■ WORK TO COMPLETE ■
(A) According to the article on Salve Regina University's preservation award, where and when will the university's leaders accept the award?
(B) Continue the article about Salve Regina University's Arthur Ross Award from the point where it stops.

## Begin EXTRACT TO READ

For protecting the architectural legacy of its campus and commissioning new buildings that harmonize with its historic structures, Salve Regina University has been named winner of the 2014 Arthur Ross Award for Stewardship. Past honorees include Monticello/Thomas Jefferson Foundation in Charlottesville, Va., The New York Botanical Garden in The Bronx, N.Y., and the U.S. Commission of Fine Arts in Washington, D.C.

Presented by The Institute of Classical Architecture & Art (ICAA), members of the Salve Regina leadership team will accept the award during the 32nd Annual Arthur Ross Awards for Excellence in the Classical Tradition on Monday, May 5 at the University Club, One West 54th St., New York City.

“People who preserve exemplary buildings and their immediate environments, even in the face of changing needs and resources, provide a gift to future generations,” said Mark Ferguson, chairman of the ICAA Board of Directors. “Salve Regina University has fulfilled this responsibility on a remarkable scale with great sensitivity, especially as the university added new buildings to its campus. The Arthur Ross Award recognizes the astute and indefatigable effort of Salve Regina’s leaders to expand an initial gift of one house into an entire campus of more than 50 buildings on 80 acres. It also recognizes the university for offering training to future preservation professionals, thereby providing support to all stewards.”

Among those representing Salve Regina in New York will be Jane Gerety, president; Therese Antone, chancellor; Janet Robinson, board of trustees chair; and Michael Semenza, vice president, University Relations and Advancement.

“We value our heritage and feel a strong sense of responsibility to preserve it for future generations of students, members of the community and visitors to Newport,” Gerety said. “One of the great legacies of Salve Regina to students is the wonderful architecture and the historic landscapes where they live and study.”

Salve Regina’s campus, sited on cliffs overlooking the Atlantic Ocean, includes more than 21 historic buildings with defining works by such notable 19th and 20th century architects and designers as Richard Morris Hunt, H.H. Richardson, McKim, Mead & White, Peabody & Stearns, Seth Bradford, Frank Furness and Dudley Newton. Its 80-acre campus is comprised of seven contiguous 19th century estates, originally built for distinguished patrons by the premier architects of America’s post-Civil War and Gilded Age.

## End EXTRACT TO READ
## Begin EXTRACTED INFORMATION

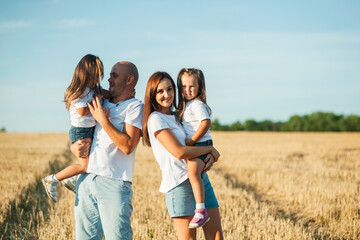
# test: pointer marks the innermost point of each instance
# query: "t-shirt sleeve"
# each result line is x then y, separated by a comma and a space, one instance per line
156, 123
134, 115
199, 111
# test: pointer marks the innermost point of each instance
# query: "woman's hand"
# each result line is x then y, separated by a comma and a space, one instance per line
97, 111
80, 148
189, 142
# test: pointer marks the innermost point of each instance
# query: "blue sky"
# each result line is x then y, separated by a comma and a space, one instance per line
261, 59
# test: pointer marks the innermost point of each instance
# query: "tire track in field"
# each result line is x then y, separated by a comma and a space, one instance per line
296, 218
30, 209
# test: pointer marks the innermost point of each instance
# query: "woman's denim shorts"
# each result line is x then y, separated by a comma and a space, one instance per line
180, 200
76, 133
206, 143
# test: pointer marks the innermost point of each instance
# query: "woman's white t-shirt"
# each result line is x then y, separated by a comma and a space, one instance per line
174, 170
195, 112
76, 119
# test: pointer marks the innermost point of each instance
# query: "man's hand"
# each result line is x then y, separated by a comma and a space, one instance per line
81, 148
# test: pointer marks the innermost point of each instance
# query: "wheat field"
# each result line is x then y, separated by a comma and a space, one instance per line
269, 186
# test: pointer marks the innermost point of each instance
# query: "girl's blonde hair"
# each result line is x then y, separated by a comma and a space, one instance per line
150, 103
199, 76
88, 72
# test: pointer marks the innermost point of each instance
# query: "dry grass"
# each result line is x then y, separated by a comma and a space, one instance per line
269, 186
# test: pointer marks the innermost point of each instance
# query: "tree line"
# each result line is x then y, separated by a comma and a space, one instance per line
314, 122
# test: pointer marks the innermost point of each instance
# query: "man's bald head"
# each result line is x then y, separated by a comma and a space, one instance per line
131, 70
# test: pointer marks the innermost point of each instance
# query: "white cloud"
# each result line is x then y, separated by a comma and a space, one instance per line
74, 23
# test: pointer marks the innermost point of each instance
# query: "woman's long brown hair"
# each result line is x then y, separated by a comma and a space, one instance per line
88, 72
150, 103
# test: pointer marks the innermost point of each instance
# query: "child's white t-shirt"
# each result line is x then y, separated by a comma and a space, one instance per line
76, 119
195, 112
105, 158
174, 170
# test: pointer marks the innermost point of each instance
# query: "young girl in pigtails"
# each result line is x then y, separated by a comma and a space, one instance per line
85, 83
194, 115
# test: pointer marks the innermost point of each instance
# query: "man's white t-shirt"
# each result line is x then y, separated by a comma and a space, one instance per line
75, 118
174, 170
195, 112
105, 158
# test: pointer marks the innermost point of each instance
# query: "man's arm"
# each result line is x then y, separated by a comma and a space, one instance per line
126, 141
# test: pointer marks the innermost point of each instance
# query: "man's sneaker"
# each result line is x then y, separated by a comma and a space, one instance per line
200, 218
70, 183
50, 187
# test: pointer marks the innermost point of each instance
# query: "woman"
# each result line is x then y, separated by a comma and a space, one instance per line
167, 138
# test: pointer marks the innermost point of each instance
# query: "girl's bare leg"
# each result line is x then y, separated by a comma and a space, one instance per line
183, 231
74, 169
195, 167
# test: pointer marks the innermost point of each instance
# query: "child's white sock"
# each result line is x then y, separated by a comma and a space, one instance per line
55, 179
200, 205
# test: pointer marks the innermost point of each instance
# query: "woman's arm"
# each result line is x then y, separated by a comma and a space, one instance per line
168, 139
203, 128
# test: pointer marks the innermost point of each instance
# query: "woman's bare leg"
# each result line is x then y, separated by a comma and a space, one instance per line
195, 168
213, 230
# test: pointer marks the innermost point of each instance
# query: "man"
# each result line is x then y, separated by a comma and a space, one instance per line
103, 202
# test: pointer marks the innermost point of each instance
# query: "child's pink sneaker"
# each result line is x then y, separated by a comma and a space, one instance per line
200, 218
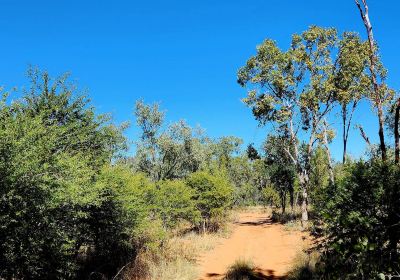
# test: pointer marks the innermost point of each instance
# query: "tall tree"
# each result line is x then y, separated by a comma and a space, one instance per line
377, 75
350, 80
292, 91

## End EXTRACTED INFORMATION
## Begin EXTRACTED INFORMATION

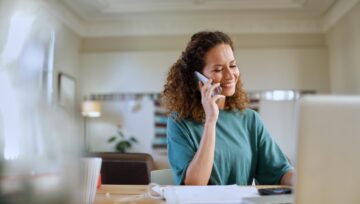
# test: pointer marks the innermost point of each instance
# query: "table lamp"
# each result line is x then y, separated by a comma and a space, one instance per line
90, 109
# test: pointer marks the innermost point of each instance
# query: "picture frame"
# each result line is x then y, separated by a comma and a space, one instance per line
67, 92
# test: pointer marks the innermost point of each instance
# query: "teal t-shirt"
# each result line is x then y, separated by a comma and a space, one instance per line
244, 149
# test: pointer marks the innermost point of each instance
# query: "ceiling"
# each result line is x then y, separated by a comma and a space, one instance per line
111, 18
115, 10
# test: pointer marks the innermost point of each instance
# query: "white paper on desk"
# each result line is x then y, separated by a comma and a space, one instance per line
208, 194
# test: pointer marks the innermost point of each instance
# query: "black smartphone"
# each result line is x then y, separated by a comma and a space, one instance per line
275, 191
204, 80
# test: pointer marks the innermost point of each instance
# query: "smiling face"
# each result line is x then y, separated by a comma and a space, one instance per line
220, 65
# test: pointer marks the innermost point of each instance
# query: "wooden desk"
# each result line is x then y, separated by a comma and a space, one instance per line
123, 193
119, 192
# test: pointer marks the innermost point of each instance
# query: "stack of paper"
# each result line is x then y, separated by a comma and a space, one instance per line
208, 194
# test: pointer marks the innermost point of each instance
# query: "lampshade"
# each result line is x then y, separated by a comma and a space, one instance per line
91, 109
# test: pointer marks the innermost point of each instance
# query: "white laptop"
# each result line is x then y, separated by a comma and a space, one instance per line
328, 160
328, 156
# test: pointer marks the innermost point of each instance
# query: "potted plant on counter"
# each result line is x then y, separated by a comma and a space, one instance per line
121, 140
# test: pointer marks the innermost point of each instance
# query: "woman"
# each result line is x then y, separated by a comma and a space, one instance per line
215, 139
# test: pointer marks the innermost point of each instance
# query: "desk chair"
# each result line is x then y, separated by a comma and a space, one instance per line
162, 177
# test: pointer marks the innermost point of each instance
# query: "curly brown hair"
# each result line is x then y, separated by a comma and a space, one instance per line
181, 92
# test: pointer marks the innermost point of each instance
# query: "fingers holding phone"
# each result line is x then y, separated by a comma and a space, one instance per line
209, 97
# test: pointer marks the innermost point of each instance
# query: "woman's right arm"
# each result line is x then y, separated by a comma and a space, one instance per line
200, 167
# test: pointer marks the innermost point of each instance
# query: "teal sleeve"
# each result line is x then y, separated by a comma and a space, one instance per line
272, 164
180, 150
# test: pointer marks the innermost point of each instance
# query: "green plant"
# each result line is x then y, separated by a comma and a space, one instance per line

## End EXTRACTED INFORMATION
## Begin EXTRACTED INFORMATION

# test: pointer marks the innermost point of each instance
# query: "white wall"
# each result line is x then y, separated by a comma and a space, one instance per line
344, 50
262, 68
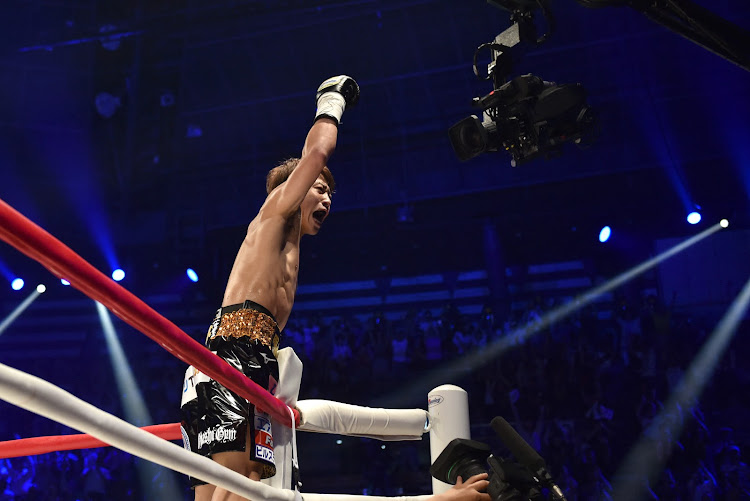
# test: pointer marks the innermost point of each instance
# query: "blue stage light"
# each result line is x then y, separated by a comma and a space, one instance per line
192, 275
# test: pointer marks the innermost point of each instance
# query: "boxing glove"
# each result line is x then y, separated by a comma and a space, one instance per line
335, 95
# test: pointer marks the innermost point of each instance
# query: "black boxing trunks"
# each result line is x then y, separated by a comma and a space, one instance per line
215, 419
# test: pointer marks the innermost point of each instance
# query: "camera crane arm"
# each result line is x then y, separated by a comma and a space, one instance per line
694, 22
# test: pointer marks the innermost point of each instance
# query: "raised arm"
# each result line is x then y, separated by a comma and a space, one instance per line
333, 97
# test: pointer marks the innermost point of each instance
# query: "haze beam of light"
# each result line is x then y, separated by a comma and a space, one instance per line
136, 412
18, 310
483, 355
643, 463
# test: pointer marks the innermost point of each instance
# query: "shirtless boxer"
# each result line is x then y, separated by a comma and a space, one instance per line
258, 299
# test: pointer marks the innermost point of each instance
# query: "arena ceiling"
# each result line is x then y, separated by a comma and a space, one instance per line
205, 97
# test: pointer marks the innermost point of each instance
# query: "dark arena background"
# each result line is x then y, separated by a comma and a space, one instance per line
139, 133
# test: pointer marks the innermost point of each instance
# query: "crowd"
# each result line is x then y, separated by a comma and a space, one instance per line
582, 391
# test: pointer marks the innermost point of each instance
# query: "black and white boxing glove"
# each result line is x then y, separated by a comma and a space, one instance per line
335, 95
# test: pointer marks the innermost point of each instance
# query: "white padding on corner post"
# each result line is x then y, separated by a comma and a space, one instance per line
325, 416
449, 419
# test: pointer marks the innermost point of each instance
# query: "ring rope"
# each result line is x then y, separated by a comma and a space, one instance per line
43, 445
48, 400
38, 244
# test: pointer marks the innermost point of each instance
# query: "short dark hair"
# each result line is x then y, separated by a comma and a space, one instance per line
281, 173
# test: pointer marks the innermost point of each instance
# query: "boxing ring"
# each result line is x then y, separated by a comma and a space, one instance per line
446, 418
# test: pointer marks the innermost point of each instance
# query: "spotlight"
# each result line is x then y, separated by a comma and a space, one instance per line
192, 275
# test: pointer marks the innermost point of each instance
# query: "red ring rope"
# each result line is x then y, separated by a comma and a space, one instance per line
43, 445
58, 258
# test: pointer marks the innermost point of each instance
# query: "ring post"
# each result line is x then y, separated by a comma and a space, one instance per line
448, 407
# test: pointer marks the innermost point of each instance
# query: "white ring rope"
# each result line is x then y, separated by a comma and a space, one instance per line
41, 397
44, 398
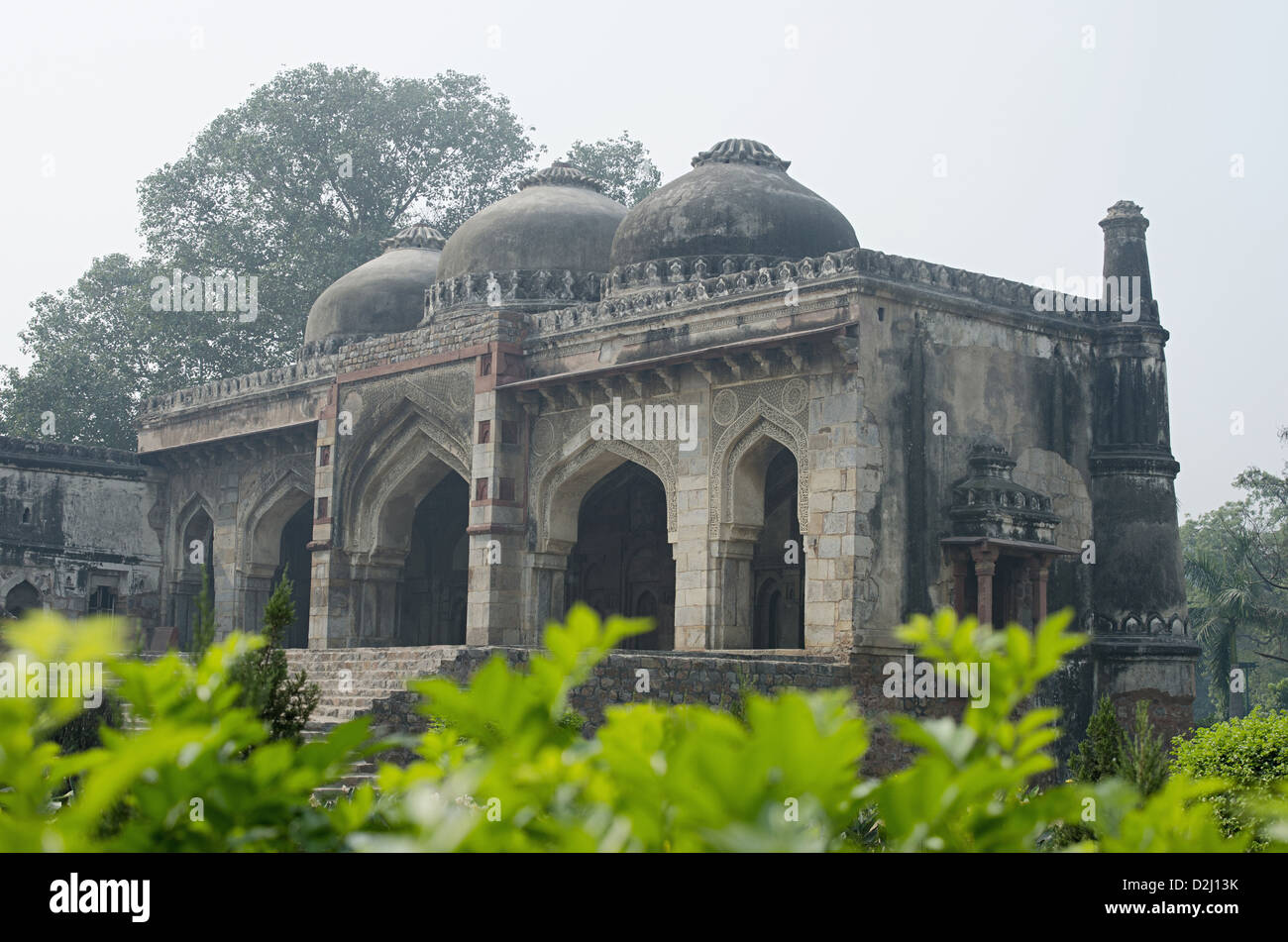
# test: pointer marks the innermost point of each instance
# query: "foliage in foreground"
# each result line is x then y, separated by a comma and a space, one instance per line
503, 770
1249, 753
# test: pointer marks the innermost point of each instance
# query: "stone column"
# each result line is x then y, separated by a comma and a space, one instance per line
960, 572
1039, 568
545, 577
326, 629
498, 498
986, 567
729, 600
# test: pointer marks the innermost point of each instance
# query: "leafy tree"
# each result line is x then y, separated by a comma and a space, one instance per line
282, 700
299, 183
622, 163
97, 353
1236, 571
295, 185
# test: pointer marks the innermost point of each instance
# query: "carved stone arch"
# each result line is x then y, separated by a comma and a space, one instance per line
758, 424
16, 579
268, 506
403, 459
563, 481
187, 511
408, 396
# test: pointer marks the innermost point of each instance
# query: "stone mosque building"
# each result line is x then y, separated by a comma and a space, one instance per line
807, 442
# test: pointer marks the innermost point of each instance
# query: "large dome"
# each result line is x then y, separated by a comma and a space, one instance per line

## End EXTRACTED INFORMATION

■ RESPONSES PER TASK ■
(A) At the University Club, One West 54th St., New York City, on Monday, May 5.

(B)
“Salve Regina University has become an exemplary steward of campus buildings that are nationally significant for historic architecture,” said Edward Sanderson, executive director of the Rhode Island Historical Preservation & Heritage Commission. “Preserving these landmarks in active use keeps them vital for Salve’s students and the larger community.”

The university’s institutional success in forming its campus is the product of preservation, adaptive reuse and stewardship. New structures also reflect this philosophy with the university commissioning designs for buildings to enhance the architectural context of the old. Robert A.M. Stern Architects designed the two newest structures, a recreation center and a chapel, in a Shingle-style vernacular that reflects the historic setting of the university and its surrounding neighborhood.

Established in 1982 by Classical America advocate, Arthur Ross (1910–2007), and its president, Henry Hope Reed (1916–2013), the Arthur Ross Awards were created to recognize and celebrate excellence in the classical tradition. From the beginning, the awards have recognized the achievements and contributions of architects, painters, sculptors, artisans, landscape designers, educators, publishers, patrons, and others dedicated to preserving and advancing the classical tradition.

The awardees are chosen each year by a selection committee made up of members of the ICAA Board of Directors, Advisory Council, Fellows, and distinguished members of related professions.